Problem to solve —
Of the lines below, write out exactly those from the line with "Expected: the position of each instance of the person" through the line with "Expected: the position of each instance of the dirt", both included, and skip the rest.

Collected data
◆ ◆ ◆ ◆ ◆ ◆ ◆

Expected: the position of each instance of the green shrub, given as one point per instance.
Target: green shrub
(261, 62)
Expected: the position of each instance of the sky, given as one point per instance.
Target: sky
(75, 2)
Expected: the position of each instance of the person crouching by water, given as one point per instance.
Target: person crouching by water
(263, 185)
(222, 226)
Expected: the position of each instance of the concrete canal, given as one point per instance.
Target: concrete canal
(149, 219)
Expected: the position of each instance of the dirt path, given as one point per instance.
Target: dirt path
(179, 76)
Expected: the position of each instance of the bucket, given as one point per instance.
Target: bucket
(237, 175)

◆ ◆ ◆ ◆ ◆ ◆ ◆

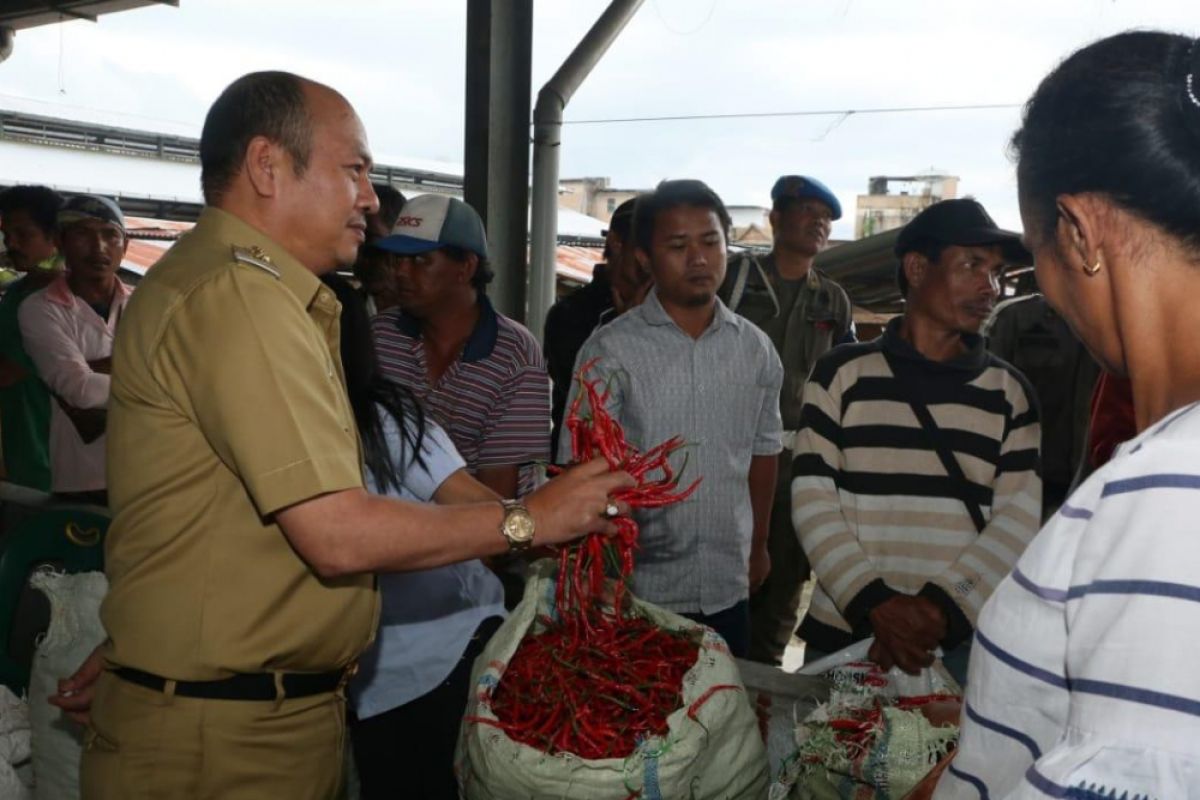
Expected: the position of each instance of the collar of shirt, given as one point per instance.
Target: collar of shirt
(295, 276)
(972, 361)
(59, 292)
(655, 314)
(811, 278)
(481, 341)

◆ ◆ ◆ ◆ ◆ ◆ ◆

Answer to the problem —
Expected: the position of each instance of the person crouching by water, given as one point per instance.
Target: person crouching by water
(263, 185)
(222, 226)
Expected: the position of each instance of the concrete canal, given as one point per instance.
Target: concrete canal
(149, 219)
Expected: the position of each instance of the dirt path, given as one point per instance.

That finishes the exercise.